◆ Data excerpts:
☆ ☆ ☆ ☆ ☆
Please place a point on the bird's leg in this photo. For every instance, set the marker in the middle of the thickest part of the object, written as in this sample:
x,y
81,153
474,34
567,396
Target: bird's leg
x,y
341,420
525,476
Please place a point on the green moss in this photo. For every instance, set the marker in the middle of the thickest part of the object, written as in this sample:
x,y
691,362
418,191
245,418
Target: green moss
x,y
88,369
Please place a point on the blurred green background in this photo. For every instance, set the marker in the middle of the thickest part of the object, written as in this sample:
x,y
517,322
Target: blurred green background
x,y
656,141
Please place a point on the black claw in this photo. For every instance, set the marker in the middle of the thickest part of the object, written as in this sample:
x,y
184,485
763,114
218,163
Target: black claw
☆ ☆ ☆ ☆ ☆
◆ Problem to work on: Rewrite the records from the line with "Please place a point on the blurred" through the end of the records, changing every "marker" to "pin" and leaving everything else as it is.

◆ Response below:
Please place a point on the blurred green background in this photo. For every instance, set the pin in the middle of the thickest part of the object, written as in this sample:
x,y
517,322
Target: blurred green background
x,y
656,141
Please place a point on the black claw in this photo. For every instance, set the pin in the middle of the thickest part of the object, written as in this sample:
x,y
184,485
763,114
218,163
Target: black claw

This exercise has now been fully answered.